#### Exercise description:
Rewrite every one of the rows below, changing "Coordinate style" to "Box format" and leaving everything else as it is.

--- begin Material for this task ---

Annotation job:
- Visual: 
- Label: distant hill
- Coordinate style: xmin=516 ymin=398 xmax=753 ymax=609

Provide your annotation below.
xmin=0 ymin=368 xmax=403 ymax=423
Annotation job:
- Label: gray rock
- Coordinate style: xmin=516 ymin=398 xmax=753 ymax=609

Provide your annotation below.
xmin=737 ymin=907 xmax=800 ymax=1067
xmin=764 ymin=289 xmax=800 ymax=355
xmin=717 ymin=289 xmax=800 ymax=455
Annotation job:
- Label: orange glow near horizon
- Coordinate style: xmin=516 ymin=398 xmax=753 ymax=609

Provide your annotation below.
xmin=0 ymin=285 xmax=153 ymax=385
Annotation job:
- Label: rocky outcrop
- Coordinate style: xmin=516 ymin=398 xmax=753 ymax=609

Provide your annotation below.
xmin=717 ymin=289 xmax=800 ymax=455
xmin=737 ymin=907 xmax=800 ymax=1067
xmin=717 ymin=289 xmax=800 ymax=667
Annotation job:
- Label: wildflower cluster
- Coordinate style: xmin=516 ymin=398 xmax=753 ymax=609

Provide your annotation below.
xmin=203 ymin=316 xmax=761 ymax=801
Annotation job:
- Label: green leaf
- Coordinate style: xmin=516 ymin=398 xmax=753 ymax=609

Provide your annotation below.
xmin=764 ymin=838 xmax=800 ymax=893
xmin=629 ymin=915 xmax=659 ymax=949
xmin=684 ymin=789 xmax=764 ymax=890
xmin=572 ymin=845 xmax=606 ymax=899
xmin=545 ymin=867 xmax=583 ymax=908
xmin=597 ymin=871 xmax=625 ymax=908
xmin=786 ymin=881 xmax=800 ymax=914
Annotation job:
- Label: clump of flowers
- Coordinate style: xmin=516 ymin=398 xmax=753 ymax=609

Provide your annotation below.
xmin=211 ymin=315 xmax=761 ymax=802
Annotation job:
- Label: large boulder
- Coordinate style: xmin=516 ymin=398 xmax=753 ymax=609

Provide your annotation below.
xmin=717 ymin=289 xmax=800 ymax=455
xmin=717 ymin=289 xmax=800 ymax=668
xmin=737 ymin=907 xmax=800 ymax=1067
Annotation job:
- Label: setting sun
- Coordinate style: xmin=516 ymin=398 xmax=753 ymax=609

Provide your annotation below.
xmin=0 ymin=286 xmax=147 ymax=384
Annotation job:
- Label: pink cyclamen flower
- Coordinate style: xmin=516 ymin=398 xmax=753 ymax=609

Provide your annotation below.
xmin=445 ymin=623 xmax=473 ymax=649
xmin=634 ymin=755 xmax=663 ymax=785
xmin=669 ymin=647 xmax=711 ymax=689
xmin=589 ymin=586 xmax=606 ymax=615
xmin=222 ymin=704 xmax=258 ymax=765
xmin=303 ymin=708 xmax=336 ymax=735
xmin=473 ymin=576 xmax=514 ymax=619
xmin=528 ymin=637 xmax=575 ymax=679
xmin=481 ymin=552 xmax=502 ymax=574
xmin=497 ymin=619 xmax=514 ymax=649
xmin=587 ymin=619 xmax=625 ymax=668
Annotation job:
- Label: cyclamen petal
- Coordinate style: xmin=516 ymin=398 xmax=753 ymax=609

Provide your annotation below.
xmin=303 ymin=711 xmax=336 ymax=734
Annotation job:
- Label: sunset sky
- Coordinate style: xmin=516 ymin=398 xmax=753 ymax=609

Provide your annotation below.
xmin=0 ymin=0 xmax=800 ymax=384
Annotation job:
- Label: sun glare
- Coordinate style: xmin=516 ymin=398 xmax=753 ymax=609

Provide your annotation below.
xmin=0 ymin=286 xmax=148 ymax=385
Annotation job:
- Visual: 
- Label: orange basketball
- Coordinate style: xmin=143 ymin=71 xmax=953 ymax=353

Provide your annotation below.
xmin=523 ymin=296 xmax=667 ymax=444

--- end Material for this task ---

#### Right answer:
Annotation job:
- Visual: 
- Label: distant hill
- Box format: xmin=516 ymin=398 xmax=753 ymax=609

Provide your annotation below.
xmin=0 ymin=368 xmax=403 ymax=423
Annotation job:
- Label: gray rock
- Box format: xmin=516 ymin=398 xmax=753 ymax=609

Provide your annotation below.
xmin=737 ymin=907 xmax=800 ymax=1067
xmin=764 ymin=289 xmax=800 ymax=355
xmin=717 ymin=289 xmax=800 ymax=455
Annotation job:
- Label: orange glow near horizon
- Box format: xmin=516 ymin=398 xmax=753 ymax=609

Provide your annotation below.
xmin=0 ymin=285 xmax=153 ymax=385
Annotation job:
- Label: rocky outcrop
- Box format: xmin=516 ymin=398 xmax=753 ymax=609

Provide your annotation below.
xmin=717 ymin=289 xmax=800 ymax=455
xmin=737 ymin=907 xmax=800 ymax=1067
xmin=717 ymin=289 xmax=800 ymax=667
Annotation job:
- Label: wildflower cluster
- Box format: xmin=516 ymin=398 xmax=753 ymax=609

Provide your annotation below.
xmin=203 ymin=316 xmax=761 ymax=801
Annotation job:
- Label: green leaf
- Box format: xmin=516 ymin=398 xmax=753 ymax=609

Provide your annotation below.
xmin=764 ymin=838 xmax=800 ymax=893
xmin=629 ymin=915 xmax=659 ymax=949
xmin=684 ymin=789 xmax=764 ymax=890
xmin=572 ymin=845 xmax=606 ymax=899
xmin=545 ymin=867 xmax=583 ymax=908
xmin=597 ymin=871 xmax=625 ymax=908
xmin=786 ymin=881 xmax=800 ymax=914
Annotation job:
- Label: clump of flowers
- Box format: xmin=516 ymin=398 xmax=753 ymax=609

Provide your annotation below.
xmin=211 ymin=315 xmax=761 ymax=802
Annotation job:
- Label: large boulder
- Box format: xmin=516 ymin=398 xmax=753 ymax=609

Provide your annotation below.
xmin=717 ymin=289 xmax=800 ymax=455
xmin=717 ymin=289 xmax=800 ymax=668
xmin=737 ymin=907 xmax=800 ymax=1067
Annotation job:
- Label: setting sun
- Box format: xmin=516 ymin=398 xmax=753 ymax=609

Provide your annotation below.
xmin=0 ymin=286 xmax=147 ymax=384
Annotation job:
- Label: pink cyclamen flower
- Box format: xmin=516 ymin=398 xmax=753 ymax=609

Provide your annotation below.
xmin=445 ymin=623 xmax=473 ymax=649
xmin=634 ymin=755 xmax=663 ymax=785
xmin=669 ymin=647 xmax=711 ymax=689
xmin=589 ymin=586 xmax=606 ymax=615
xmin=222 ymin=704 xmax=258 ymax=765
xmin=303 ymin=708 xmax=336 ymax=735
xmin=473 ymin=576 xmax=514 ymax=619
xmin=528 ymin=637 xmax=575 ymax=679
xmin=481 ymin=552 xmax=502 ymax=574
xmin=497 ymin=619 xmax=514 ymax=649
xmin=587 ymin=619 xmax=625 ymax=668
Annotation job:
- Label: cyclamen petal
- Box format: xmin=516 ymin=398 xmax=753 ymax=609

Provide your annotation below.
xmin=303 ymin=711 xmax=336 ymax=734
Annotation job:
- Label: sunset sky
- Box format: xmin=516 ymin=398 xmax=753 ymax=609

Provide your annotation below.
xmin=0 ymin=0 xmax=800 ymax=384
Annotation job:
- Label: sun glare
- Box format: xmin=516 ymin=398 xmax=753 ymax=609

Provide your annotation below.
xmin=0 ymin=286 xmax=148 ymax=385
Annotation job:
- Visual: 
- Label: orange basketball
- Box format: xmin=143 ymin=71 xmax=953 ymax=353

Provide your annotation below.
xmin=523 ymin=296 xmax=667 ymax=444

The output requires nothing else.